- _Information shown_
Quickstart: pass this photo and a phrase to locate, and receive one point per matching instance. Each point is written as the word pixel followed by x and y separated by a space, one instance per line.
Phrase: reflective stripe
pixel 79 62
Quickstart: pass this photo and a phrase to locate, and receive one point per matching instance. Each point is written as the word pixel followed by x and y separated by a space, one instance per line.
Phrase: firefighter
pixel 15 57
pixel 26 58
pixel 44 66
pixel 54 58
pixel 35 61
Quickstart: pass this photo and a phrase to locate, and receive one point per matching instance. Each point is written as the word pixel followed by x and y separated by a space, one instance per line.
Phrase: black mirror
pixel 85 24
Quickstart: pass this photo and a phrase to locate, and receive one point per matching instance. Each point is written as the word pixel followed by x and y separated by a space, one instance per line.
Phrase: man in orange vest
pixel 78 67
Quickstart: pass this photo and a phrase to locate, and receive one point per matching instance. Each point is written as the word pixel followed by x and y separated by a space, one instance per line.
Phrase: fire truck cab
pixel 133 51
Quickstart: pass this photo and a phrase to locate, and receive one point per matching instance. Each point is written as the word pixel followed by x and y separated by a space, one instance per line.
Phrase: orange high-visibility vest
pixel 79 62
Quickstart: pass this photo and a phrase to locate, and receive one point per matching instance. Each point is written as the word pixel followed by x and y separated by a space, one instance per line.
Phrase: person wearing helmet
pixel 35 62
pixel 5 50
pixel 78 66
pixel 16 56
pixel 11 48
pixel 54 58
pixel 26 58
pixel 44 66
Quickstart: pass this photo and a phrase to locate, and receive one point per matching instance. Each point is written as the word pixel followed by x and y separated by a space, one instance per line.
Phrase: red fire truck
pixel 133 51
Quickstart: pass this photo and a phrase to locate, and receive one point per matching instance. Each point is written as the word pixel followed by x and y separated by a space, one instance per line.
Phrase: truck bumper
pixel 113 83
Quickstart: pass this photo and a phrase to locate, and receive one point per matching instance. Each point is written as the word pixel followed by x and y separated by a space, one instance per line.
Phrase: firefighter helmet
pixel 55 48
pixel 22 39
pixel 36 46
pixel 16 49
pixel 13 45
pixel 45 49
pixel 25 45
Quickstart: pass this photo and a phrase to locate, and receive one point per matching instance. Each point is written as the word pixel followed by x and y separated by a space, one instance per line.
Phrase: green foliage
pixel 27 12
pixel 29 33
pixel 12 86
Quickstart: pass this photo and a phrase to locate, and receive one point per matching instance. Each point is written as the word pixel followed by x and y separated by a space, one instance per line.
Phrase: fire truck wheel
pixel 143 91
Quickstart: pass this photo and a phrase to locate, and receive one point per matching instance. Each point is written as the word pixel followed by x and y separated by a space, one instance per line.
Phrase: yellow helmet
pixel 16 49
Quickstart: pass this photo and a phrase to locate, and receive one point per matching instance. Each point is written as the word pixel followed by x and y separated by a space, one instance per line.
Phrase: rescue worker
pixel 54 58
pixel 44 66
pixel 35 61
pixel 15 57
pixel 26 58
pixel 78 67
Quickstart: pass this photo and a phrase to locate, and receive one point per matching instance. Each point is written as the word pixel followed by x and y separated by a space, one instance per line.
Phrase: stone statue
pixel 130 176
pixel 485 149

- _Your assignment_
With nothing left out, transcribe the records above exactly.

- _The completed task_
Quickstart: pass this photo and a phrase to locate, and receive one point per matching instance. Each point is written as the word pixel followed by x and y separated by a space, one instance per line.
Phrase: reflective stripe
pixel 79 62
Quickstart: pass this photo and a phrase to locate, and receive one point per matching instance. Each point is written as the word pixel followed by x and y separated by a space, one instance per line.
Phrase: firefighter
pixel 15 57
pixel 26 58
pixel 44 66
pixel 54 58
pixel 35 61
Quickstart: pass this photo and a phrase to locate, and receive one point per matching instance. Each point is written as the word pixel followed by x and y separated by a space, one instance per line.
Phrase: black mirror
pixel 85 24
Quickstart: pass this photo and a phrase to locate, and receive one point per matching instance. Each point is written as the word pixel followed by x and y separated by a space, one instance per line.
Phrase: man in orange vest
pixel 78 67
Quickstart: pass this photo and a phrase to locate, and receive one point per matching instance. Each point is written as the word pixel followed by x and y separated by a space, one instance per line.
Phrase: fire truck cab
pixel 133 51
Quickstart: pass this photo and a phrase to locate, and receive one point per matching instance. Each point is written as the word pixel followed by x and y separated by a space, one instance per line.
Phrase: orange high-visibility vest
pixel 79 62
Quickstart: pass this photo and a phrase to locate, and receive one point per matching instance. Each point is written as the word pixel followed by x and y separated by a space, one instance per line.
Phrase: person wearing helmet
pixel 35 62
pixel 5 50
pixel 78 66
pixel 16 56
pixel 11 48
pixel 54 58
pixel 26 58
pixel 44 66
Quickstart: pass this photo and a phrase to locate, and receive one point per matching instance. Each point is written as the word pixel followed by x and y separated by a space, one instance per line.
Phrase: red fire truck
pixel 133 51
Quickstart: pass this photo and a phrase to locate, and receive one point per matching instance. Each point is written as the word pixel followed by x and y separated by a space, one instance per line.
Phrase: truck bumper
pixel 113 83
Quickstart: pass this photo and a phrase to locate, and receive one point per matching instance. Each point is written as the word pixel followed by x and y separated by a space, one instance per line.
Phrase: firefighter helmet
pixel 55 48
pixel 22 39
pixel 36 46
pixel 16 49
pixel 13 45
pixel 45 49
pixel 25 45
Quickstart: pass this photo and a phrase to locate, and receive one point per matching instance. Each point is written as the word pixel followed by x and y separated by a space, one instance per line.
Phrase: green foliage
pixel 27 12
pixel 29 33
pixel 12 86
Quickstart: pass this photo and a phrase to locate, and receive one point per matching instance. Each point is written as the word pixel followed by x and y separated by a space, one instance per line.
Phrase: fire truck wheel
pixel 143 91
Quickstart: pass this photo and a phrase to locate, and receive one point per matching instance. Each point is written as the word pixel followed by x and y separated by a space, one instance per line.
Phrase: yellow helmet
pixel 16 49
Quickstart: pass this photo and a phrase to locate, and receive one point per matching instance. Each point is written as the word pixel followed by x and y separated by a space, one instance per line.
Phrase: rescue worker
pixel 54 58
pixel 44 66
pixel 35 61
pixel 15 57
pixel 26 58
pixel 78 67
Quickstart: pass this photo and a phrase to locate, and receive one point per matching instance. Each point is written as the word pixel followed by x and y separated by a space, one instance per line.
Phrase: stone statue
pixel 130 176
pixel 485 149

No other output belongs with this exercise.